## [WORK TO BE COMPLETED]
Write the listing out again verbatim, leaving nothing out.

=======

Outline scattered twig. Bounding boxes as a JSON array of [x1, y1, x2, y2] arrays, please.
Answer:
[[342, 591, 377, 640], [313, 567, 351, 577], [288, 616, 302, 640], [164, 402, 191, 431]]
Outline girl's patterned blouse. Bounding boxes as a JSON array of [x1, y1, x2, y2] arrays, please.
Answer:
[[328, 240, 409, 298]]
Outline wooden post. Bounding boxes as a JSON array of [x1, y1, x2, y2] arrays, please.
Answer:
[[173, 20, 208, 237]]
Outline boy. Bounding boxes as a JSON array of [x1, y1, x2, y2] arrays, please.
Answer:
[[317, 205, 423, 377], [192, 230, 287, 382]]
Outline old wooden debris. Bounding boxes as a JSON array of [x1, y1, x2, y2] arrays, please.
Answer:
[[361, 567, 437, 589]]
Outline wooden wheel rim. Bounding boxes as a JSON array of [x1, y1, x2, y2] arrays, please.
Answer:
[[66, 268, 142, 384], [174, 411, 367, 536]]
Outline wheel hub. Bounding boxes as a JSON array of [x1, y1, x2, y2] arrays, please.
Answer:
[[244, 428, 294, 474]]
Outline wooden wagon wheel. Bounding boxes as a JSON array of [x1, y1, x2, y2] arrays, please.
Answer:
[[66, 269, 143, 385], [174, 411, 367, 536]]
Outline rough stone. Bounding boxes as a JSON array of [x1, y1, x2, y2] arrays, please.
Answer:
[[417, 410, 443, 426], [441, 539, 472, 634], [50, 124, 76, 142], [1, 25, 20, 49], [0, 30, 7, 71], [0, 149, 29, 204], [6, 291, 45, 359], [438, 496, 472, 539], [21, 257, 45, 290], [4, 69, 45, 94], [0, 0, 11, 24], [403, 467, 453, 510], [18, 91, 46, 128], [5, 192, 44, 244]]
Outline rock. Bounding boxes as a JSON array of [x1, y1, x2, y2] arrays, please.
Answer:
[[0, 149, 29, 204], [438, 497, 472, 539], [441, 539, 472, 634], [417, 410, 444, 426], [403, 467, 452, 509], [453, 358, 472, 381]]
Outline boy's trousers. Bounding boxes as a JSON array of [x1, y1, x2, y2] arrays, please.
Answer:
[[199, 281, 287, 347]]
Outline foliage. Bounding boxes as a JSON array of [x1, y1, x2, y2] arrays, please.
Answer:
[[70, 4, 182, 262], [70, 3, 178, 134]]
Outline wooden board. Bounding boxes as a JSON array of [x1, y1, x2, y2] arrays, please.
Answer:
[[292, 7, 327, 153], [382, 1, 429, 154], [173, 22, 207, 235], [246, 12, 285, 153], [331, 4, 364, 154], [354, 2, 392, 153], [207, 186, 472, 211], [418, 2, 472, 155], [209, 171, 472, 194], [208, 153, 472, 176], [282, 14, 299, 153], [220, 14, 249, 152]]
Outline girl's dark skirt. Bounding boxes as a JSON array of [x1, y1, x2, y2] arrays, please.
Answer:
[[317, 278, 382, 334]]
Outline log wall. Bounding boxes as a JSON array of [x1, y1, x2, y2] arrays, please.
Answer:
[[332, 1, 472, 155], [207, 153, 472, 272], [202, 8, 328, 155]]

=======

## [ANSWER BELOW]
Outline scattered twig. Bounding boxes as a JSON array of [x1, y1, x2, y2] arrays, please.
Answer:
[[342, 591, 377, 640], [313, 567, 351, 577], [288, 616, 302, 640], [164, 402, 191, 431]]
Outline girl's patterned blouse. Bounding boxes as a JSON array of [x1, y1, x2, y2] arrays, please.
Answer:
[[328, 240, 409, 298]]
Outline wooden post. Bounding boxes as a JSON array of [x1, y1, x2, y2] arrays, please.
Answer:
[[173, 20, 208, 237]]
Outline boy. Bounding boxes as a JSON array of [x1, y1, x2, y2] arrays, please.
Answer:
[[317, 205, 423, 377], [192, 230, 287, 382]]
Outline old wooden debris. Bounding boxes as a JSON array of [x1, y1, x2, y2] arrays, please.
Answer:
[[361, 567, 437, 589]]
Outline wooden wheel rim. Bounding boxes as a JSON array of [x1, y1, x2, y2] arrays, please.
Answer:
[[66, 268, 142, 384], [174, 411, 367, 536]]
Outline wheel hub. Bounding boxes as a JSON array of [x1, y1, x2, y2] arrays, please.
Answer:
[[244, 428, 294, 474]]
Outline wooden wagon wheel. Bounding boxes as a JSON array of [x1, y1, x2, y2] arrays, please.
Answer:
[[66, 269, 143, 385], [174, 411, 367, 536]]
Outline rough stone. Bounding boxes as a JSON array of [x1, y1, x2, y2] arrays, please.
Answer:
[[417, 410, 443, 426], [441, 539, 472, 634], [50, 124, 76, 142], [1, 25, 20, 49], [0, 30, 7, 71], [0, 149, 29, 204], [6, 291, 45, 359], [438, 496, 472, 539], [21, 257, 45, 290], [4, 69, 45, 94], [0, 0, 11, 24], [403, 467, 453, 510], [18, 91, 46, 128], [5, 192, 44, 244]]
Outline rock. Bounding boxes as a JSON array of [x1, y1, x2, y2] arrays, please.
Answer:
[[0, 149, 29, 204], [438, 497, 472, 539], [441, 539, 472, 634], [417, 410, 444, 426], [403, 467, 452, 509], [453, 358, 472, 381]]
Outline boy's trousers. Bounding boxes as a JSON array of [x1, y1, x2, y2] arrays, please.
Answer:
[[199, 281, 287, 347]]
Outline foliage. Bounding boxes as a JSON array of [x1, y1, x2, y2] arrays, please.
Answer:
[[70, 4, 182, 262], [70, 3, 178, 134]]
Outline wooden board. Bounding boxes as a JSON array of [x1, y1, x2, y2] arrays, please.
Answer:
[[292, 7, 327, 153], [382, 1, 429, 154], [173, 22, 207, 235], [246, 12, 285, 153], [331, 4, 364, 154], [354, 2, 392, 153], [207, 186, 472, 211], [418, 2, 472, 155], [209, 171, 472, 194], [208, 153, 472, 176], [282, 14, 299, 153], [220, 14, 249, 152]]
Outline girl's dark skirt. Bounding boxes as a JSON array of [x1, y1, x2, y2] arrays, please.
Answer:
[[317, 278, 382, 334]]
Outline log wall. Bounding boxes as a JSON array of [x1, y1, x2, y2] arrays, please.
Answer:
[[332, 1, 472, 155], [207, 153, 472, 272], [202, 8, 328, 155]]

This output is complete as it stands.